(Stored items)
BEGIN
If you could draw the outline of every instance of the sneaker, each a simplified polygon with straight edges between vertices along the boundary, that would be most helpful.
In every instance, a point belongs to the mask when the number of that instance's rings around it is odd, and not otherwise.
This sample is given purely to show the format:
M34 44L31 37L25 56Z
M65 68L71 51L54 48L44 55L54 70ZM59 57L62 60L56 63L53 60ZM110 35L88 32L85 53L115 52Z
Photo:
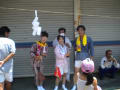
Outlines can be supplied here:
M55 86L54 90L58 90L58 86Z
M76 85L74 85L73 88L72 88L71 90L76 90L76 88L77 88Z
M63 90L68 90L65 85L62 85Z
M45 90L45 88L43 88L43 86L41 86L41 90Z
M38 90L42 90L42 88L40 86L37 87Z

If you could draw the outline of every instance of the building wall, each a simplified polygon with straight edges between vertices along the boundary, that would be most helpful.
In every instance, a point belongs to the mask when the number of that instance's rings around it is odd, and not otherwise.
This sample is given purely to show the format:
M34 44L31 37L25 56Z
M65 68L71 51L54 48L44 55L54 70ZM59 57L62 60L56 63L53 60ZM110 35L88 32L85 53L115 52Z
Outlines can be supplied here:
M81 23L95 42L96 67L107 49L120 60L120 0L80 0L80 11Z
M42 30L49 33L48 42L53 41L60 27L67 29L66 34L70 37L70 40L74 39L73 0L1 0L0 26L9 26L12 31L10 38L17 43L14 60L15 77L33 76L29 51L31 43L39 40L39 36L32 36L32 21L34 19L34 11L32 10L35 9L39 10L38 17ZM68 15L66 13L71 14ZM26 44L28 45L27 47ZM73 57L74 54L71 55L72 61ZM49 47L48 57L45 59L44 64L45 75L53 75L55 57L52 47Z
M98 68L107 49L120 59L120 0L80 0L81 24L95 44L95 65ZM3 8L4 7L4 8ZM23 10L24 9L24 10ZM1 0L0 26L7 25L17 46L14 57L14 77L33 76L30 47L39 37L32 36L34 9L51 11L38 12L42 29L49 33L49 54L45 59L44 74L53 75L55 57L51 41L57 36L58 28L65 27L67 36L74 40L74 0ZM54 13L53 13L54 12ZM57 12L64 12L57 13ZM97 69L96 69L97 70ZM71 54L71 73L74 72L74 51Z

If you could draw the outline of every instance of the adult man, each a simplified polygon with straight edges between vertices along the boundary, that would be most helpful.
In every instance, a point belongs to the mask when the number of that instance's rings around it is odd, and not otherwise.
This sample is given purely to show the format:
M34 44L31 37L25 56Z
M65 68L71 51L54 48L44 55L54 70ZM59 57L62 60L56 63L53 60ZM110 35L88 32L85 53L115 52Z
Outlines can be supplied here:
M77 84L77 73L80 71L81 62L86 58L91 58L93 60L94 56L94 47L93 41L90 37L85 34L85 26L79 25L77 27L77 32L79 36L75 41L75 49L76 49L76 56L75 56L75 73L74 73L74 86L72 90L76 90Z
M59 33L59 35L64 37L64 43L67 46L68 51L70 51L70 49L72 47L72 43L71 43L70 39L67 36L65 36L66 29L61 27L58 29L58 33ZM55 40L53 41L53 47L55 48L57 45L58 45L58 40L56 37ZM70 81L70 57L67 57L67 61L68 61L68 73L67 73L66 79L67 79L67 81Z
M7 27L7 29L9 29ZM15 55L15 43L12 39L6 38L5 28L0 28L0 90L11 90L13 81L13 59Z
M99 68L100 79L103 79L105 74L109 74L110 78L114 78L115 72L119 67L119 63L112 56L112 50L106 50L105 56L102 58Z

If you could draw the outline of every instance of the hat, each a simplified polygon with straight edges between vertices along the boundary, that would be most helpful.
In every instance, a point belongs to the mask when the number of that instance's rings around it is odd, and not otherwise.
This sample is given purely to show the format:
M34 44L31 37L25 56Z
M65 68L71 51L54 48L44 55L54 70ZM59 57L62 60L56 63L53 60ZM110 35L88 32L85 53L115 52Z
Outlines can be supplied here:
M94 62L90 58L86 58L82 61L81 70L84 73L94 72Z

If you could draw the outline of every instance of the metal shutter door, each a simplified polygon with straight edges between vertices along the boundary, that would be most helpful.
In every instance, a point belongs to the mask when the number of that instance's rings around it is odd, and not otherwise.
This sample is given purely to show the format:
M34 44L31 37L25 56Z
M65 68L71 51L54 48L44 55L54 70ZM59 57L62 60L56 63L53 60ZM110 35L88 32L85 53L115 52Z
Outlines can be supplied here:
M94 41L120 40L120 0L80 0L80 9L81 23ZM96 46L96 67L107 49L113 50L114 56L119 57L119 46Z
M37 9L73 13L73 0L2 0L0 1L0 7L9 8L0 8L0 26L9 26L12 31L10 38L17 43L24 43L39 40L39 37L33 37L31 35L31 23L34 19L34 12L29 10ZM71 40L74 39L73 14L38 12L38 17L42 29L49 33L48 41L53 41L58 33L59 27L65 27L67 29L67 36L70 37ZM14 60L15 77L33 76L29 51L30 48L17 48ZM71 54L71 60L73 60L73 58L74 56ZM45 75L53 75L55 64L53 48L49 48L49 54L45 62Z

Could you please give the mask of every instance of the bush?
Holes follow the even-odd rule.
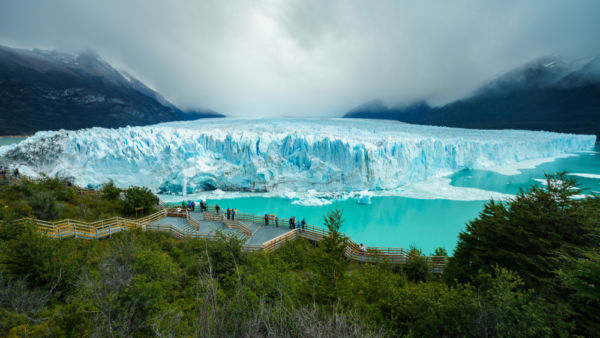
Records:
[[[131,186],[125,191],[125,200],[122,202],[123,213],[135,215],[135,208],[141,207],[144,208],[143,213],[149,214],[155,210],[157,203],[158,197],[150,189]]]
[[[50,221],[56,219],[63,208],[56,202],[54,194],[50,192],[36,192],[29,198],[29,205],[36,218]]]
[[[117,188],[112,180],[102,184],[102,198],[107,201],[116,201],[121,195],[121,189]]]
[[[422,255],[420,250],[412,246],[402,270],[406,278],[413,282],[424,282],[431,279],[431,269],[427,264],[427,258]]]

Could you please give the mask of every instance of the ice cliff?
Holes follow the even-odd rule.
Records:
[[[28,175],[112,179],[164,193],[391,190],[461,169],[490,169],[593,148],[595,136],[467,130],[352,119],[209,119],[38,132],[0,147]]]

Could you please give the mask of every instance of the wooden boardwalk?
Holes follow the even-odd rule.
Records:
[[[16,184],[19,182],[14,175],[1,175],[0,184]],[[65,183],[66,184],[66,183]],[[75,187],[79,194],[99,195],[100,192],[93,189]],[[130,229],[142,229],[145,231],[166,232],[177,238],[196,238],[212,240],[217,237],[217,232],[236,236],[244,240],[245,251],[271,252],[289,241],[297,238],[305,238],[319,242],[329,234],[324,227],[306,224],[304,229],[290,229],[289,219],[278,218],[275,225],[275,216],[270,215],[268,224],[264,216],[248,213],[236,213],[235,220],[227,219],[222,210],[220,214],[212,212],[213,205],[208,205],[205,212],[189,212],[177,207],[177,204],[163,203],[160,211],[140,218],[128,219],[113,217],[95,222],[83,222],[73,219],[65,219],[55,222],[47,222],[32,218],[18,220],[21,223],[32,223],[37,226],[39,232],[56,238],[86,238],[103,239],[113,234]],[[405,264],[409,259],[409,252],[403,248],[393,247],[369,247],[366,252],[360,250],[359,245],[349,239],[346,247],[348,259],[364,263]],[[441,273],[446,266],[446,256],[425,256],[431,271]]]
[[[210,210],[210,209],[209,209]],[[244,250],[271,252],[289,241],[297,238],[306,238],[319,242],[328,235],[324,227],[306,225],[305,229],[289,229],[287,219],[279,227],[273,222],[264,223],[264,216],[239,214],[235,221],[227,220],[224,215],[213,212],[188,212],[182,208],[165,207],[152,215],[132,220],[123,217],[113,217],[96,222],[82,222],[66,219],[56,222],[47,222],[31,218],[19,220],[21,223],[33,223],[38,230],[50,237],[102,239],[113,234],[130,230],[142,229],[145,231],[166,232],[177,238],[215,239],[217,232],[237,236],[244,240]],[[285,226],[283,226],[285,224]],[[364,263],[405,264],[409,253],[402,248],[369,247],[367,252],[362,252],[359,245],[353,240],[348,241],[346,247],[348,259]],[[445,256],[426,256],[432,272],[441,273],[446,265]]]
END
From the line holding "the ice cliff?" to the final line of the data, output each line exactly and nothing more.

Could you please give the mask of every instance of the ice cliff?
Holes follow the even-odd rule.
Records:
[[[28,175],[112,179],[164,193],[391,190],[461,169],[490,169],[593,148],[595,136],[467,130],[352,119],[209,119],[38,132],[0,147]]]

Could you please give the mask of every instance of the wooden boardwalk?
Holes follow the even-odd rule.
Records:
[[[16,184],[19,182],[14,175],[1,175],[0,184]],[[65,183],[66,184],[66,183]],[[75,187],[79,194],[99,195],[100,192],[93,189]],[[130,229],[142,229],[145,231],[166,232],[177,238],[196,238],[212,240],[217,237],[217,232],[236,236],[244,240],[245,251],[271,252],[289,241],[297,238],[305,238],[319,242],[329,234],[324,227],[306,224],[304,229],[290,229],[289,219],[278,218],[275,225],[275,216],[270,215],[268,224],[264,216],[248,213],[236,213],[235,220],[227,219],[222,210],[220,214],[212,212],[213,205],[208,205],[205,212],[189,212],[177,207],[177,204],[163,203],[160,211],[140,218],[128,219],[113,217],[95,222],[83,222],[73,219],[65,219],[55,222],[47,222],[32,218],[18,220],[21,223],[32,223],[37,226],[39,232],[56,238],[86,238],[103,239],[113,234]],[[405,264],[409,259],[409,252],[403,248],[393,247],[369,247],[366,252],[360,250],[359,245],[349,239],[346,247],[348,259],[364,263]],[[441,273],[446,266],[446,256],[425,256],[431,271]]]
[[[210,210],[210,209],[209,209]],[[244,250],[271,252],[289,241],[297,238],[306,238],[319,242],[328,235],[324,227],[306,225],[305,229],[289,229],[287,219],[279,227],[273,222],[264,223],[264,216],[239,214],[235,221],[227,220],[224,215],[213,212],[188,212],[182,208],[165,207],[152,215],[132,220],[123,217],[113,217],[96,222],[82,222],[66,219],[56,222],[47,222],[31,218],[19,220],[21,223],[33,223],[38,230],[50,237],[102,239],[113,234],[130,230],[142,229],[145,231],[166,232],[177,238],[215,239],[217,232],[237,236],[244,240]],[[285,226],[283,226],[285,224]],[[364,263],[405,264],[409,253],[402,248],[369,247],[367,252],[362,252],[359,245],[353,240],[348,241],[346,247],[348,259]],[[445,256],[426,256],[432,272],[441,273],[446,265]]]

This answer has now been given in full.